**EXERCISE DESCRIPTION**
Restate the entire listing word for word.
[ENTRIES SHOWN — start]
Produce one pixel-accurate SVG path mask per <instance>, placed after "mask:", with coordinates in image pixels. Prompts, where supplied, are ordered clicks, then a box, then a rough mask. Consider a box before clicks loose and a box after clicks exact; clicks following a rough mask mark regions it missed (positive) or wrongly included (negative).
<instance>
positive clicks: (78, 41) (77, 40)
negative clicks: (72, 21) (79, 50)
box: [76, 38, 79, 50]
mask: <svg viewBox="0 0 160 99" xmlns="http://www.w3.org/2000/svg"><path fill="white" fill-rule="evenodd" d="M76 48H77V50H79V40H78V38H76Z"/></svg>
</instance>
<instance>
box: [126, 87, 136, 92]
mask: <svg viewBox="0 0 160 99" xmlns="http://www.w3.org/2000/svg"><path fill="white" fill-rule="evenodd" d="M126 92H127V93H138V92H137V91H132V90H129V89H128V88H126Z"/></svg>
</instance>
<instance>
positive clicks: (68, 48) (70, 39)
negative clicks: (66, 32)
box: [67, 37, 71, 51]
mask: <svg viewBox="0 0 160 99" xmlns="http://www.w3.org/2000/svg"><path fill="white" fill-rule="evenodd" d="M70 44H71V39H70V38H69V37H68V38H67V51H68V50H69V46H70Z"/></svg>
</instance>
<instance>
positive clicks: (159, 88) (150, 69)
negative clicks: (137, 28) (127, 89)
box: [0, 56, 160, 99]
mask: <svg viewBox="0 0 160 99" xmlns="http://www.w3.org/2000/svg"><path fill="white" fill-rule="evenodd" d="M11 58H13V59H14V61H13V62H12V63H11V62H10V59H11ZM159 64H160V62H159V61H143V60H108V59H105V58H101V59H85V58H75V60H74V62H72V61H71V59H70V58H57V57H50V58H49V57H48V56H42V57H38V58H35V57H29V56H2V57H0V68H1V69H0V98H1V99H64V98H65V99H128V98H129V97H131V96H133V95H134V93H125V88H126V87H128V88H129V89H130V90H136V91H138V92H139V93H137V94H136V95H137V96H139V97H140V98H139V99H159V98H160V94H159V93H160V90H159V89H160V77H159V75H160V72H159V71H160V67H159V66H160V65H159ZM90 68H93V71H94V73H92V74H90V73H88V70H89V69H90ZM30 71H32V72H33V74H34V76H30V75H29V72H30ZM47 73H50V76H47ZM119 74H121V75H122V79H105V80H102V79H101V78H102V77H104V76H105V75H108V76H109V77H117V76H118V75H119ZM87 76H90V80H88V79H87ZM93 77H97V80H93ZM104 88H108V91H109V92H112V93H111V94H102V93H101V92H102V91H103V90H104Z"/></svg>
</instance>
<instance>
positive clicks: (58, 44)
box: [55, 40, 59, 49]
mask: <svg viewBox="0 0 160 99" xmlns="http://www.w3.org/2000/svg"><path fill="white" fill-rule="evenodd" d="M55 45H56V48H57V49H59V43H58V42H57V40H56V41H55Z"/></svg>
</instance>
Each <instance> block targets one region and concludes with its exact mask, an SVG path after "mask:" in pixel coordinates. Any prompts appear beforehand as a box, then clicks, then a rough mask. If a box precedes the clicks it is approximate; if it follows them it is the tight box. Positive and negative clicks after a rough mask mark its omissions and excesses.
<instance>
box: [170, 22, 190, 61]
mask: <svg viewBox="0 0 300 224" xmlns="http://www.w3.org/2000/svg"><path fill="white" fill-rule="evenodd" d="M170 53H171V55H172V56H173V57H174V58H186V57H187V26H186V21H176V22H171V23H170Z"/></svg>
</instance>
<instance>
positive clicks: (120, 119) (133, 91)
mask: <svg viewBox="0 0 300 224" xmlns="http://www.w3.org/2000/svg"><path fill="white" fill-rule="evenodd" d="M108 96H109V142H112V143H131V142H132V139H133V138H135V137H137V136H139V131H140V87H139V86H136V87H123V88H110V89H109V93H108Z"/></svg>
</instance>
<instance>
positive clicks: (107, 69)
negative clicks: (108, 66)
[ENTRIES SHOWN — finish]
**WRITTEN REPLY**
Produce one pixel-accurate SVG path mask per <instance>, placed after "mask:", with coordinates in image pixels. Prompts, where supplied, are ordered clicks, then a box, then a rough mask. Consider a box before clicks loose and a box after clicks exact; clicks following a rough mask mark regions it missed (positive) or wrongly included (negative).
<instance>
positive clicks: (78, 41) (77, 40)
negative clicks: (72, 21) (79, 50)
box: [76, 38, 79, 50]
mask: <svg viewBox="0 0 160 99" xmlns="http://www.w3.org/2000/svg"><path fill="white" fill-rule="evenodd" d="M76 48H77V50H79V40H78V38H76Z"/></svg>
</instance>
<instance>
box: [126, 87, 136, 92]
mask: <svg viewBox="0 0 160 99" xmlns="http://www.w3.org/2000/svg"><path fill="white" fill-rule="evenodd" d="M126 92H127V93H138V92H137V91H132V90H129V89H128V88H126Z"/></svg>
</instance>
<instance>
positive clicks: (68, 48) (70, 39)
negative clicks: (66, 32)
box: [67, 37, 71, 51]
mask: <svg viewBox="0 0 160 99" xmlns="http://www.w3.org/2000/svg"><path fill="white" fill-rule="evenodd" d="M70 44H71V39H70V38H69V37H68V38H67V51H68V50H69V46H70Z"/></svg>
</instance>
<instance>
positive clicks: (159, 88) (150, 69)
negative clicks: (137, 28) (127, 89)
box: [0, 56, 160, 99]
mask: <svg viewBox="0 0 160 99" xmlns="http://www.w3.org/2000/svg"><path fill="white" fill-rule="evenodd" d="M11 58H13V59H14V61H13V62H12V63H11V62H10V59H11ZM159 64H160V62H159V61H143V60H108V59H105V58H101V59H85V58H75V60H74V62H72V61H71V59H70V58H57V57H50V58H49V57H48V56H42V57H38V58H35V57H29V56H2V57H0V68H1V69H0V98H1V99H64V98H65V99H128V98H129V97H131V96H133V95H134V93H125V88H126V87H128V88H129V89H130V90H136V91H138V92H139V93H137V94H136V95H137V96H139V97H140V98H139V99H159V98H160V94H159V93H160V90H159V89H160V77H159V75H160V72H159V71H160V67H159V66H160V65H159ZM90 68H93V71H94V73H92V74H90V73H88V70H89V69H90ZM30 71H32V72H33V74H34V76H30V75H29V72H30ZM47 73H50V76H47ZM119 74H121V75H122V79H105V80H102V79H101V78H102V77H104V76H105V75H108V76H109V77H117V76H118V75H119ZM87 76H90V80H88V79H87ZM93 77H97V80H93ZM104 88H108V91H109V92H112V93H111V94H102V93H101V92H102V91H103V90H104Z"/></svg>
</instance>
<instance>
positive clicks: (58, 44)
box: [55, 40, 59, 49]
mask: <svg viewBox="0 0 160 99" xmlns="http://www.w3.org/2000/svg"><path fill="white" fill-rule="evenodd" d="M55 45H56V48H57V49H59V43H58V42H57V40H56V41H55Z"/></svg>
</instance>
Each <instance> block targets one region and concludes with its exact mask, an SVG path after "mask:" in pixel coordinates. Any prompts appear beforehand as a box, then clicks, then a rough mask. If a box precedes the clicks it is approximate; if it follows them it is the tight box. Positive and negative clicks after a rough mask mark its omissions and excesses.
<instance>
box: [170, 22, 190, 61]
mask: <svg viewBox="0 0 300 224" xmlns="http://www.w3.org/2000/svg"><path fill="white" fill-rule="evenodd" d="M170 53H171V55H172V56H173V57H174V58H186V57H187V26H186V21H176V22H171V23H170Z"/></svg>
</instance>
<instance>
positive clicks: (120, 119) (133, 91)
mask: <svg viewBox="0 0 300 224" xmlns="http://www.w3.org/2000/svg"><path fill="white" fill-rule="evenodd" d="M108 96H109V142H112V143H131V142H132V139H133V138H135V137H137V136H139V131H140V87H139V86H136V87H123V88H110V89H109V93H108Z"/></svg>
</instance>
<instance>
positive clicks: (107, 69)
negative clicks: (108, 66)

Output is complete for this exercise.